Dynamic languages are generally thought of as easier for total beginners to learn because they’re flexible and fun. You can quickly build an app from scratch with less lines of code, and there is no hard rule on how to write things to behave in the way you want them to.
As dynamic languages are usually very high level languages, you’d spend less time trying to get the details right and more time learning programming concepts, which is another reason dynamically typed languages are popular with beginners who are motivated by being able to build things and see results quickly.
Developed to make developers have fun and be productive at the same time, Ruby was made popular by the Ruby on Rails framework, a full-stack web framework optimized for programming happiness. As Ruby reads like English and Rails has tools that make common development tasks easier “out-of-the-box”, many would recommend learning Ruby as your first programming language.

RECORDS SHOWN:

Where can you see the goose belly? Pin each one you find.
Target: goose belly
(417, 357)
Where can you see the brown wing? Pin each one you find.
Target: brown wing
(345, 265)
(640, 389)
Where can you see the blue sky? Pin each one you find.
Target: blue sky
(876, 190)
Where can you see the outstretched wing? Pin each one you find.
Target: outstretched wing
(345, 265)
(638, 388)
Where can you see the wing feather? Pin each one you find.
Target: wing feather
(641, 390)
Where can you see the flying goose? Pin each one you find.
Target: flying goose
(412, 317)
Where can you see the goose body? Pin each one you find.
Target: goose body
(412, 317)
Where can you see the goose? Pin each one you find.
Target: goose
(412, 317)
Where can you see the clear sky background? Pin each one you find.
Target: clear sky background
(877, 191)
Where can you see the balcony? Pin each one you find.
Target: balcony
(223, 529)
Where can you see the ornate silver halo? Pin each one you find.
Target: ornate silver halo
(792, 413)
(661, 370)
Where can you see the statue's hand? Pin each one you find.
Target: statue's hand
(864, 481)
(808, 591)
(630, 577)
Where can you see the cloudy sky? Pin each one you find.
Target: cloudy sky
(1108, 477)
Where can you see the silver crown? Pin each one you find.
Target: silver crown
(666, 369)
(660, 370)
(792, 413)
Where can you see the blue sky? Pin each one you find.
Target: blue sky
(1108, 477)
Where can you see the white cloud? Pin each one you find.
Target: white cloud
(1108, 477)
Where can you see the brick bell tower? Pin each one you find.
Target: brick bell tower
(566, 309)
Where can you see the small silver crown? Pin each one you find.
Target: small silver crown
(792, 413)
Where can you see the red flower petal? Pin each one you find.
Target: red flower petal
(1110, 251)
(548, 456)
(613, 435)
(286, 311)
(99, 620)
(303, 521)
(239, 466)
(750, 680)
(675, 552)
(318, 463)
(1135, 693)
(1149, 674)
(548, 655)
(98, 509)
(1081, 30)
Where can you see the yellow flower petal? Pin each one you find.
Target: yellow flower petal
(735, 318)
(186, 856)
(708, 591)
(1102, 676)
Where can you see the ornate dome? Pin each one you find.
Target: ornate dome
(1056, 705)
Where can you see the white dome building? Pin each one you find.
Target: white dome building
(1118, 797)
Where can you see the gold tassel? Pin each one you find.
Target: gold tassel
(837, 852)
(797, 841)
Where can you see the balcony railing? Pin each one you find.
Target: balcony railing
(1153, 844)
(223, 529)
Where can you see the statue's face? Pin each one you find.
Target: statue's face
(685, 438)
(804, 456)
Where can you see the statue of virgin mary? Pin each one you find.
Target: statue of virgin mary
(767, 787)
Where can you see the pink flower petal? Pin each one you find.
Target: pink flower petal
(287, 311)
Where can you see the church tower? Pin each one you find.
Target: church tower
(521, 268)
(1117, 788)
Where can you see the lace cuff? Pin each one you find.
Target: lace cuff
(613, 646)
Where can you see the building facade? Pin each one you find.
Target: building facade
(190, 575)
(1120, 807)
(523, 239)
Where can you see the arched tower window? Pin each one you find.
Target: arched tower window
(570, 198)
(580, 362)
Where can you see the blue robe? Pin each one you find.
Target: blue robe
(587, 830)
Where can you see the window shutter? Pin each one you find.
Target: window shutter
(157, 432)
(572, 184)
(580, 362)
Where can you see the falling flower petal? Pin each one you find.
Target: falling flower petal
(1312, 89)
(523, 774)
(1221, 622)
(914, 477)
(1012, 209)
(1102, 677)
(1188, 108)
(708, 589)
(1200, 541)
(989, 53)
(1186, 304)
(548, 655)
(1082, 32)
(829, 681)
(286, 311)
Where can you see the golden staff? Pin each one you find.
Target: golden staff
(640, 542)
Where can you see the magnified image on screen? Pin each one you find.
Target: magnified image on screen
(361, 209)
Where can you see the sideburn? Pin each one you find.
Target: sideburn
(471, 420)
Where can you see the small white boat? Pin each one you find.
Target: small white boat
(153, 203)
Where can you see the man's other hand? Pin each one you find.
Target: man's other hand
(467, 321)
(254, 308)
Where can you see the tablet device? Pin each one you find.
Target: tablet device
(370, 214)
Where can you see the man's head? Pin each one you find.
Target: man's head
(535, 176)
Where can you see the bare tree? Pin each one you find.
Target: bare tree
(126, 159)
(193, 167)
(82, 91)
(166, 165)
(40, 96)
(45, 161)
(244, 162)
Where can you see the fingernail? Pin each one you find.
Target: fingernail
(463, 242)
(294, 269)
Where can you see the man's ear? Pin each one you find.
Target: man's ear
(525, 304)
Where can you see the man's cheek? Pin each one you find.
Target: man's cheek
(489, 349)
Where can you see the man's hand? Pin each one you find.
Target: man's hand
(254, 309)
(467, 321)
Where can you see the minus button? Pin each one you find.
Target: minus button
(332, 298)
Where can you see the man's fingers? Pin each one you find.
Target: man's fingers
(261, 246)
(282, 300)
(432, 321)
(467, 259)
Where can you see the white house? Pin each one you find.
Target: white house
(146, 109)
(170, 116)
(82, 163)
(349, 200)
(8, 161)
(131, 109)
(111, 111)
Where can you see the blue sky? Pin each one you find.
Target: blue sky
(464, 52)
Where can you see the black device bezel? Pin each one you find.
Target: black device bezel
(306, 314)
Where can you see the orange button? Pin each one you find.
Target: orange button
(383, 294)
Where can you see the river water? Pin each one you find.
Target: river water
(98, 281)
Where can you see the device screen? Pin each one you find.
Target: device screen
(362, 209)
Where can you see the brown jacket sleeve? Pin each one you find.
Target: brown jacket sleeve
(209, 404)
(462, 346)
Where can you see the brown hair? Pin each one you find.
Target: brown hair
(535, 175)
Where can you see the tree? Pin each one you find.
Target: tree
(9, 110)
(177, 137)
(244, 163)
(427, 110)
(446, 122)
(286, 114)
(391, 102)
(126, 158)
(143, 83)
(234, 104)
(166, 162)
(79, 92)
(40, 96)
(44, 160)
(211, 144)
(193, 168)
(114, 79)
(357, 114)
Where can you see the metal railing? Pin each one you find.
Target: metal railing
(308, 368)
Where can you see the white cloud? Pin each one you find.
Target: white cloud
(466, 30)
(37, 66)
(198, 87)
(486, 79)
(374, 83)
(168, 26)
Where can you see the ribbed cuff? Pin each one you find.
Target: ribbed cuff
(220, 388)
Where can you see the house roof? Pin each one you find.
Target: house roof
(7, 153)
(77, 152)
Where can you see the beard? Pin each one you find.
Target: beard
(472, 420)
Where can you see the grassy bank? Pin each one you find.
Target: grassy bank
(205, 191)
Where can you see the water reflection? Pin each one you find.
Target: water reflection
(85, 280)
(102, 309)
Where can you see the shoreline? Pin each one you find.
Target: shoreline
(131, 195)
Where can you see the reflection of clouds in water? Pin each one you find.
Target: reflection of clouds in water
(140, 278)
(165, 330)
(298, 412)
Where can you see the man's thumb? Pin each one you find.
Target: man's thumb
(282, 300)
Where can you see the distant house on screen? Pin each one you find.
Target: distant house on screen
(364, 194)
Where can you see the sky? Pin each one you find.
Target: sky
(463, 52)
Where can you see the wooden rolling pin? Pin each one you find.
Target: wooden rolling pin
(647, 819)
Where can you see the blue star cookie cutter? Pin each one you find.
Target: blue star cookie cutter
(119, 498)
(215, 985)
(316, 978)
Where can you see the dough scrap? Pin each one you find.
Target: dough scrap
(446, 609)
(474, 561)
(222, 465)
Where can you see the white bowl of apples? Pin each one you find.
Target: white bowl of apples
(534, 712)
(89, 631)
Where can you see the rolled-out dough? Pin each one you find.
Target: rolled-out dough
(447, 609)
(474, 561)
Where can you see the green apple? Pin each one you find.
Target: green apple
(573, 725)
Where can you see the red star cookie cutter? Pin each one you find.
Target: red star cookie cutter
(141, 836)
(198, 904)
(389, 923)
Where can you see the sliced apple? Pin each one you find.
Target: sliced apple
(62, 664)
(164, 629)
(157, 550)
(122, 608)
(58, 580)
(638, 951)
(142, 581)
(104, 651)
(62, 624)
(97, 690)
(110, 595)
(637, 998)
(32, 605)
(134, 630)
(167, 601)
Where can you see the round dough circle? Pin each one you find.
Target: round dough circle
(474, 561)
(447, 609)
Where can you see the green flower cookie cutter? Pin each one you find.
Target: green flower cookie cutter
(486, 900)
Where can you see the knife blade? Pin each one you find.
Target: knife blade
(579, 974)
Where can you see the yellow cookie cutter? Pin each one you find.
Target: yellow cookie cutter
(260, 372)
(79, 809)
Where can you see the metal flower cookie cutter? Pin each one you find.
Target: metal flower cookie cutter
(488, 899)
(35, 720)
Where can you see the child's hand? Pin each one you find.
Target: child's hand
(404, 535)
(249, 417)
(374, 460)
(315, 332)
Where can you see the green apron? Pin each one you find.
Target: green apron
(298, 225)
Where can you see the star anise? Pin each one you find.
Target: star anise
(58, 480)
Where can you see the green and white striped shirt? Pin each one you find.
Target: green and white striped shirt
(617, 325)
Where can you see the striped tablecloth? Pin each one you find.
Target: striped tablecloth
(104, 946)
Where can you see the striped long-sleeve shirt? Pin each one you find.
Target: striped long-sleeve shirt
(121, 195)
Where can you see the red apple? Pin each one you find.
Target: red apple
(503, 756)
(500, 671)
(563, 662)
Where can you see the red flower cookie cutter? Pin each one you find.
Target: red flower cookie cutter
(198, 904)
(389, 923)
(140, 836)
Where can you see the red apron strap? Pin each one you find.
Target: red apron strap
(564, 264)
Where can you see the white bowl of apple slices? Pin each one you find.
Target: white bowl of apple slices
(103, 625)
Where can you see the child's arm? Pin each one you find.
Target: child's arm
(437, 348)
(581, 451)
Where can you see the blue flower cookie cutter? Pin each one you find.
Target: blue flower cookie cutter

CHALLENGES:
**A.** Answer these questions using the text on dynamic languages:
(i) What framework made Ruby popular?
(ii) On high-level dynamic languages, what do you spend less time trying to do?
(iii) What does Ruby read like?
**B.** In the text on dynamic languages, repeat the part starting with "As dynamic languages" and going on through "first programming language.", word for word.

FINAL ANSWERS:
**A.**
(i) The Ruby on Rails framework.
(ii) Getting the details right.
(iii) English.

**B.**
As dynamic languages are usually very high level languages, you’d spend less time trying to get the details right and more time learning programming concepts, which is another reason dynamically typed languages are popular with beginners who are motivated by being able to build things and see results quickly.
Developed to make developers have fun and be productive at the same time, Ruby was made popular by the Ruby on Rails framework, a full-stack web framework optimized for programming happiness. As Ruby reads like English and Rails has tools that make common development tasks easier “out-of-the-box”, many would recommend learning Ruby as your first programming language.